- _Stated exercise_:
Extract the text of each entry below exactly, leaving every image behind.

(Entries from a point annotation set)
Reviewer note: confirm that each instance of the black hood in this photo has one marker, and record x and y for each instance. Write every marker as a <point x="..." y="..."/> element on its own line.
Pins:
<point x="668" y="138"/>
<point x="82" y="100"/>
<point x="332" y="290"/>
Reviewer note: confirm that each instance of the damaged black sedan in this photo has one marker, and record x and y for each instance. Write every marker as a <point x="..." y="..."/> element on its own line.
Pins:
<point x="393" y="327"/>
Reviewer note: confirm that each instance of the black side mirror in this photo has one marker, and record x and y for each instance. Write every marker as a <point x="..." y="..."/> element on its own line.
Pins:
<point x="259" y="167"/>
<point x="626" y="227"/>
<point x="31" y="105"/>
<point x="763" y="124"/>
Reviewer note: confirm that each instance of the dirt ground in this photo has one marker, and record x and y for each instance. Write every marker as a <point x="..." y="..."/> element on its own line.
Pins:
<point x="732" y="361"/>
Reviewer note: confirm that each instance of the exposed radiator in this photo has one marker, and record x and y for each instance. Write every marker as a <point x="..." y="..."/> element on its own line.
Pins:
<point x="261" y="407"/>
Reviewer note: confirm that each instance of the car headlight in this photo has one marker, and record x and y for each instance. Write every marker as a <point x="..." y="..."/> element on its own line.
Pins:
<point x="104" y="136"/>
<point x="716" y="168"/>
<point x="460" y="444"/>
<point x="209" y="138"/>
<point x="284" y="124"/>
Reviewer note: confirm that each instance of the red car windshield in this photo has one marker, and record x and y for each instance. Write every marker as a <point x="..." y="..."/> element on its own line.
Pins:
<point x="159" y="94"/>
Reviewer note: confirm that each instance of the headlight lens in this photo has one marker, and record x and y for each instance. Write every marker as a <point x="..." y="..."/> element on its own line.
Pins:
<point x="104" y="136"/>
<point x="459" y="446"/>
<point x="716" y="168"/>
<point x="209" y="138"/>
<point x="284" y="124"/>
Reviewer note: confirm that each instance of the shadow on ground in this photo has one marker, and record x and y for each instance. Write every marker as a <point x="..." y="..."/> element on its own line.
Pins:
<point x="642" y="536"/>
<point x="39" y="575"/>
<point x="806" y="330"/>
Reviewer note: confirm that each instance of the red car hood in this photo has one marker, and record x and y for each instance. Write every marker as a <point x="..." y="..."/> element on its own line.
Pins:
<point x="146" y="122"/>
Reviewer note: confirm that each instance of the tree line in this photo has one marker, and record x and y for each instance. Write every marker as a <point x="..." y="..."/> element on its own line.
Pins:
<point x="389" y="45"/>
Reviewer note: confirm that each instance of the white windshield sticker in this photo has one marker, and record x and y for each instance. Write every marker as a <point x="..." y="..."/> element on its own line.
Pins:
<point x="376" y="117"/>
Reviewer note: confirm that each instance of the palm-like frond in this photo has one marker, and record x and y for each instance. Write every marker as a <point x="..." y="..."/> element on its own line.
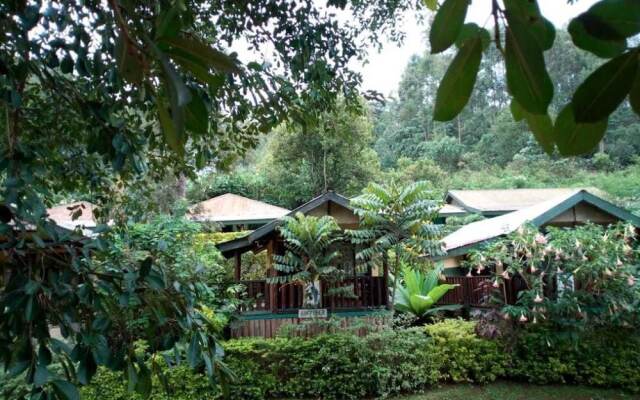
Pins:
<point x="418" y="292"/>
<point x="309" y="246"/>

- _Result of this exercise_:
Reviewer note: confirm that each instance of the black hood in this photo has one marker, and record x and y for each instance. Write every marker as a <point x="..." y="..."/> element on its own line.
Pins:
<point x="668" y="138"/>
<point x="82" y="100"/>
<point x="332" y="290"/>
Reviewer note: confirm that each instance of the damaged black sedan in this photo has one marker, and record x and y for each instance. Write every marker as a <point x="..." y="..."/> element on its own line.
Pins:
<point x="393" y="327"/>
Reviewer note: confirm that each instance of the black side mirror in this photo has one marker, and record x and y for each instance. Write every marker as a <point x="..." y="..."/> element on its own line.
Pins:
<point x="259" y="167"/>
<point x="626" y="227"/>
<point x="31" y="105"/>
<point x="763" y="124"/>
Reviewer note: confirm that each instance of the dirt ground in this photo has one marker, and record x and y for each instance. Write every marker as a <point x="..." y="..."/> element on its own line.
Pins:
<point x="732" y="361"/>
Reviewer note: confirm that each instance of the exposed radiator in this photo has one marker, and record x and y for each instance. Write every marker as a <point x="..." y="..."/> element on its own line.
Pins:
<point x="261" y="407"/>
Reviewer note: confirm that each instance of the car headlight in this photo has one marker, and record x and y for each instance. Write every marker as a <point x="..." y="..."/> element on its own line.
Pins:
<point x="104" y="136"/>
<point x="716" y="168"/>
<point x="460" y="444"/>
<point x="209" y="138"/>
<point x="284" y="124"/>
Reviewer note: confirm that each instance of the red car windshield in this photo has one marker, and record x and y for each instance. Write every marker as a <point x="..." y="..."/> element on its own line.
Pins:
<point x="159" y="94"/>
Reviewer note: confirm that each instance of the headlight lens in this photo has one marker, and record x and y for each instance. Write every marker as a <point x="..." y="..."/> element on its own line.
Pins:
<point x="104" y="136"/>
<point x="459" y="446"/>
<point x="716" y="168"/>
<point x="209" y="138"/>
<point x="284" y="124"/>
Reviewer note: confirm that each instance of the shadow on ground in this photo has one marker, and record x and y for each instance. Write every marker as a <point x="..." y="..."/> element on its own line.
Pins:
<point x="642" y="536"/>
<point x="39" y="575"/>
<point x="806" y="330"/>
Reviewer note: confirm that each instance of the red car hood in this photo has one marker, and record x and y for each instance. Write every marker as a <point x="..." y="..."/> element on its own line.
Pins:
<point x="146" y="122"/>
Reviewer note: confirm that each instance of the tree line in this photo has one marker, and record x and y for each instance. Write every marker as a <point x="..." y="..."/> element on its own line.
Pins:
<point x="389" y="45"/>
Reviewer note: confirm that each instance of the white windshield sticker in this photo has one marker, and record x and y for each instance. Write every marker as a <point x="..." y="..."/> element on its own line.
Pins:
<point x="376" y="117"/>
Reviewer note: confirm that each instance of the palm-like frond in this photo has one marker, and record x and y for each instance. Write every marker as a <point x="..." y="..."/> element on its own line.
Pins:
<point x="418" y="292"/>
<point x="309" y="246"/>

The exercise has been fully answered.